# Records from a data collection
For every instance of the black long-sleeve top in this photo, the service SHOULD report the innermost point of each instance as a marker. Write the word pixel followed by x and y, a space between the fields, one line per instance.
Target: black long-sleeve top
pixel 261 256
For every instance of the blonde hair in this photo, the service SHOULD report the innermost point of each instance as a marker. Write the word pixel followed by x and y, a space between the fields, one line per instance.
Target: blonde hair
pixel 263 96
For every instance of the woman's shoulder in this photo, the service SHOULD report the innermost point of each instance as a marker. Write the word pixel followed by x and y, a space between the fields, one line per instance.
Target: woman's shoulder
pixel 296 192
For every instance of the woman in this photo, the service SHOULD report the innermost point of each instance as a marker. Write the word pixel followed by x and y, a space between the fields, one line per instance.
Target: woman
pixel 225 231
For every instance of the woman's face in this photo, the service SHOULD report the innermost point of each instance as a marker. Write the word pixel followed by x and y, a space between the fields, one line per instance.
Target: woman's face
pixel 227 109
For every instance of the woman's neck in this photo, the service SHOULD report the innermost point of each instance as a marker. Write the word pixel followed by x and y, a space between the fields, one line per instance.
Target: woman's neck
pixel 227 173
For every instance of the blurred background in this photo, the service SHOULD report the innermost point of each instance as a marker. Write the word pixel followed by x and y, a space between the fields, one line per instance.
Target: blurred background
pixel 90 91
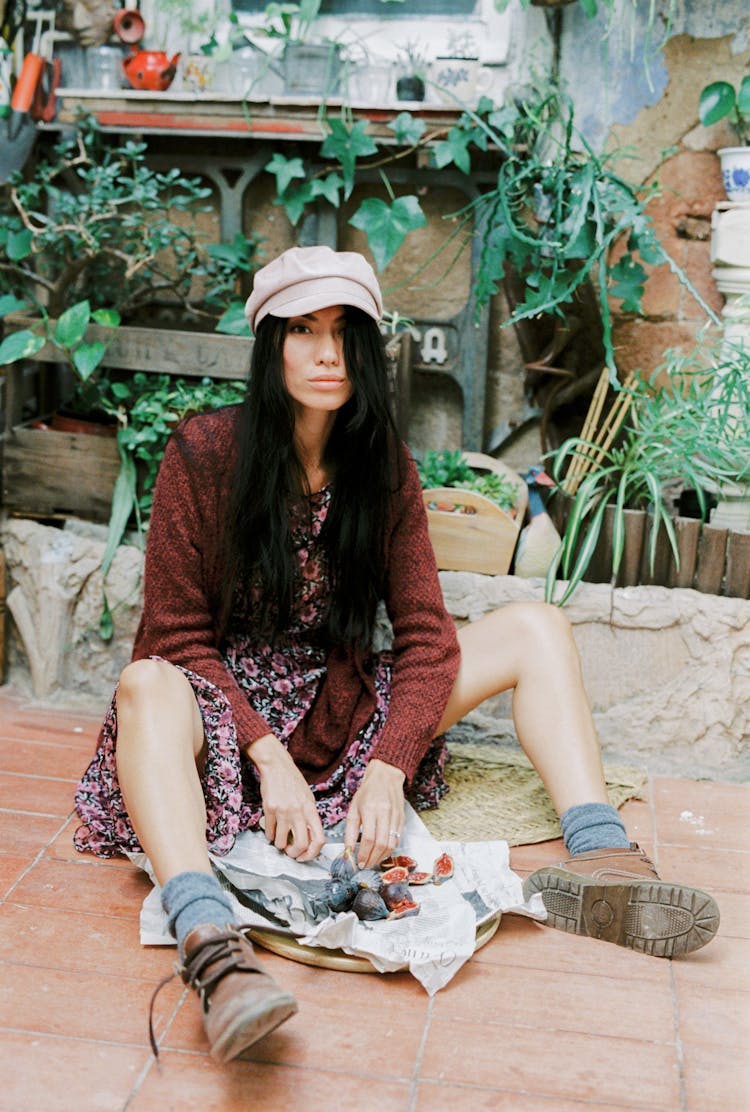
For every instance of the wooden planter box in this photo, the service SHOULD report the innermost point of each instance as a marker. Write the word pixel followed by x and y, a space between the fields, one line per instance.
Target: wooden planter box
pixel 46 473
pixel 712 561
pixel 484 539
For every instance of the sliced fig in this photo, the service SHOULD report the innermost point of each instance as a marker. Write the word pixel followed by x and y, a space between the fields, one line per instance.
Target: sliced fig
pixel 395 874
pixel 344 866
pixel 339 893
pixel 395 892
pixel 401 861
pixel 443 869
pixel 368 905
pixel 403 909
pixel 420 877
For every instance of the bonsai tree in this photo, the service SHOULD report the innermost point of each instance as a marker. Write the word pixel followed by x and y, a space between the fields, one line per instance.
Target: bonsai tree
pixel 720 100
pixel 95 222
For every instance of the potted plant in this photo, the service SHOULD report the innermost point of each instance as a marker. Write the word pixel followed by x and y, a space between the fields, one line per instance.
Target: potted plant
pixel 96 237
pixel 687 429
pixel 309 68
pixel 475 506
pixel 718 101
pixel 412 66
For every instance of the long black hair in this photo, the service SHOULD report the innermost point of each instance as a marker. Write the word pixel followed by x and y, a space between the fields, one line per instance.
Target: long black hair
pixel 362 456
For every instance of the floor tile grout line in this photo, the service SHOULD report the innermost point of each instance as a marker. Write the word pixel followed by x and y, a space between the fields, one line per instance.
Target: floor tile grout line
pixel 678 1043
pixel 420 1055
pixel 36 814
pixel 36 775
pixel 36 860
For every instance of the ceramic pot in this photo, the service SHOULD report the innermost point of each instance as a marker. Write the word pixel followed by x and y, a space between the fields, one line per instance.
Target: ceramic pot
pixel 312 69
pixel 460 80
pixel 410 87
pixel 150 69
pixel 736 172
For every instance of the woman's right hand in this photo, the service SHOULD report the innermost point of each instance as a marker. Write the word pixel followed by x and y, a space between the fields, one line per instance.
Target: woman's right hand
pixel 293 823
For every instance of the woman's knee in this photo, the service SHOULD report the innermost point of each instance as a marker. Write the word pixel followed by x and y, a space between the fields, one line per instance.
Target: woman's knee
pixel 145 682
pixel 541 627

==

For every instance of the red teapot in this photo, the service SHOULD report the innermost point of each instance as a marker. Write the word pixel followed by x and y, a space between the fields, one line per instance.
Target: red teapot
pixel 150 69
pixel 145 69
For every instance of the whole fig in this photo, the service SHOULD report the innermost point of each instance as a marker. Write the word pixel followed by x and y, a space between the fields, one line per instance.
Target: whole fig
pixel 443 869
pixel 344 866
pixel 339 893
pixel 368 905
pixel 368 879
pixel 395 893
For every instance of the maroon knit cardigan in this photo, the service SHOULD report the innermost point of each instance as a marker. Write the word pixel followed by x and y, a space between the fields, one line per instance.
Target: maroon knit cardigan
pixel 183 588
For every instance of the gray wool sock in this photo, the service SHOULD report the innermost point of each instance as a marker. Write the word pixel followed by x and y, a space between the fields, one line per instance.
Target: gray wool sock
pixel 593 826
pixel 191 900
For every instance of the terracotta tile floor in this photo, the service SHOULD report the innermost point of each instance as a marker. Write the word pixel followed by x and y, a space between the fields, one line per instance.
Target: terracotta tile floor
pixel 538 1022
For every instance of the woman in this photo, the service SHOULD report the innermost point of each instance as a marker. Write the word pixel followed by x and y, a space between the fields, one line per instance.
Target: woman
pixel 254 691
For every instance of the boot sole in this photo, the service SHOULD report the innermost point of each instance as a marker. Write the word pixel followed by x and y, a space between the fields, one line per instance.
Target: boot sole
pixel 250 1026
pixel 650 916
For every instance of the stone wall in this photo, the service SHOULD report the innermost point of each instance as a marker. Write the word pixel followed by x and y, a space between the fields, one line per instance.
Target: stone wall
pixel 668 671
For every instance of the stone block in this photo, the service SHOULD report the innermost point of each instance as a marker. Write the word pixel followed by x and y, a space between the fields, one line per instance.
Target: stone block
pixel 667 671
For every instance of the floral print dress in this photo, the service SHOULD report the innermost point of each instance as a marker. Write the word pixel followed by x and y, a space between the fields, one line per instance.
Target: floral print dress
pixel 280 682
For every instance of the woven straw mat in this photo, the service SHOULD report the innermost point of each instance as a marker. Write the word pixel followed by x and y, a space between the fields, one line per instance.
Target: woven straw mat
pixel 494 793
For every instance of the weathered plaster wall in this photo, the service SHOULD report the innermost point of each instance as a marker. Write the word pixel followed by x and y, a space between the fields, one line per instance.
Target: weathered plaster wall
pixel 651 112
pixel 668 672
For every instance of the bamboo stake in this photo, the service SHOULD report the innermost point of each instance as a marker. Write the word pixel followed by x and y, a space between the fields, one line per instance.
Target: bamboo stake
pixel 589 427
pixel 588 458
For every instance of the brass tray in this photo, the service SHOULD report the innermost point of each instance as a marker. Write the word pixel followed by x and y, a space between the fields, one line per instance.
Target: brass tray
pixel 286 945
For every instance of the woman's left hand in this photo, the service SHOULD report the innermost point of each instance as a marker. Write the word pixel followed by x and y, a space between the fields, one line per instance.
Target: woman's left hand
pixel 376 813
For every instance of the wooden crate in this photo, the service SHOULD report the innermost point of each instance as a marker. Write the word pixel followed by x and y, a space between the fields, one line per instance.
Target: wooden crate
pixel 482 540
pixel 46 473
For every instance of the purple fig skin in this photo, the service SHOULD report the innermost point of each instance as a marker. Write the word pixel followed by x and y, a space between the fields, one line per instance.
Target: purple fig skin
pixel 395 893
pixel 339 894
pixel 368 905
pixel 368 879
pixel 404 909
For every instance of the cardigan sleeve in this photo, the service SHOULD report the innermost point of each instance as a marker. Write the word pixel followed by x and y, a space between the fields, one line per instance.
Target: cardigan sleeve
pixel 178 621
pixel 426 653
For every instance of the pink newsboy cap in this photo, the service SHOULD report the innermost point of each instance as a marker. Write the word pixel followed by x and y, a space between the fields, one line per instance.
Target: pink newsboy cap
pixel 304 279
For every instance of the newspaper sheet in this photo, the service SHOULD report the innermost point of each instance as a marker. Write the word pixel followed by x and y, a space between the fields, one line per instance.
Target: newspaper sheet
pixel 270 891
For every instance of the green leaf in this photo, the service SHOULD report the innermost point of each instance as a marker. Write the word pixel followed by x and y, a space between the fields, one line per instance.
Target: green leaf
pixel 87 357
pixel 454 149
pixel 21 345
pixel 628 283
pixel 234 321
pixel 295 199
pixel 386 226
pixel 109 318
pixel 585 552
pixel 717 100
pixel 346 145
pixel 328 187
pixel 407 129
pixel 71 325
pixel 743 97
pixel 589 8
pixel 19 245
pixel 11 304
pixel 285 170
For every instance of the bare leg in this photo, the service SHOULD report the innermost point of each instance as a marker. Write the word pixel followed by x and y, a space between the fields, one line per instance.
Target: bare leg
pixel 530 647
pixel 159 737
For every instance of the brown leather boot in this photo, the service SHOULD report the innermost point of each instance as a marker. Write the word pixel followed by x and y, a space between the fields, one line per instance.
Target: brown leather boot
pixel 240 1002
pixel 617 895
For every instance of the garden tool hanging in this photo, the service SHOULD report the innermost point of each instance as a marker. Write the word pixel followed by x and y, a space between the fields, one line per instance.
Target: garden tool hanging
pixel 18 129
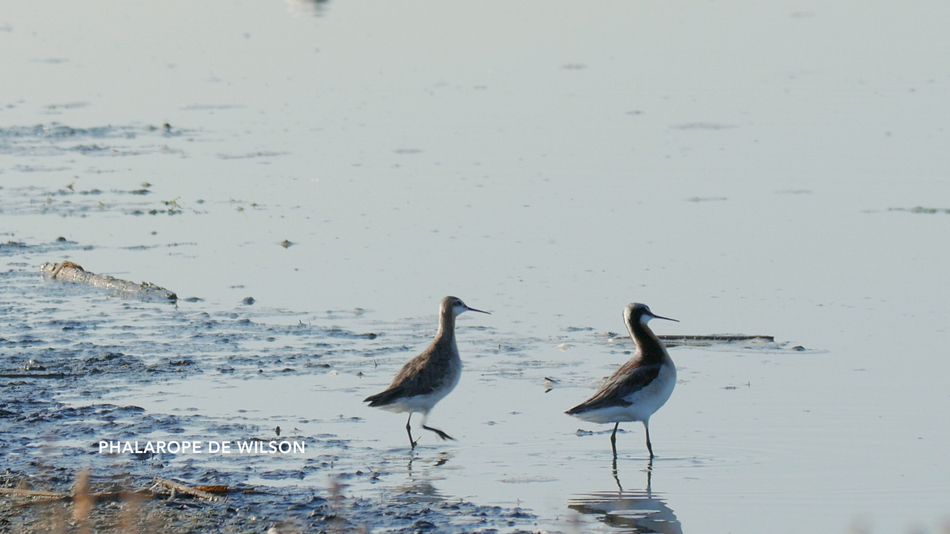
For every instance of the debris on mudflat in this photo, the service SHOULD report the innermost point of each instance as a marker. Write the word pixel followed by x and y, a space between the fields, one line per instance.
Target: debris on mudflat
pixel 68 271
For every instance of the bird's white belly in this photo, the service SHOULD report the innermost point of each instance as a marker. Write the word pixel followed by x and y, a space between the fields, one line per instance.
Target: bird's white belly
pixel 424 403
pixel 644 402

# To do
Extract every line of the entries above that contains the word "woven", treating the match as case-sensitive.

# Result
For every instance of the woven straw mat in this photo, the service SHOULD report the innermost point of each instance as a marker. Write the word pixel followed by x and y, a space between the fields, one line per instance.
Target: woven straw mat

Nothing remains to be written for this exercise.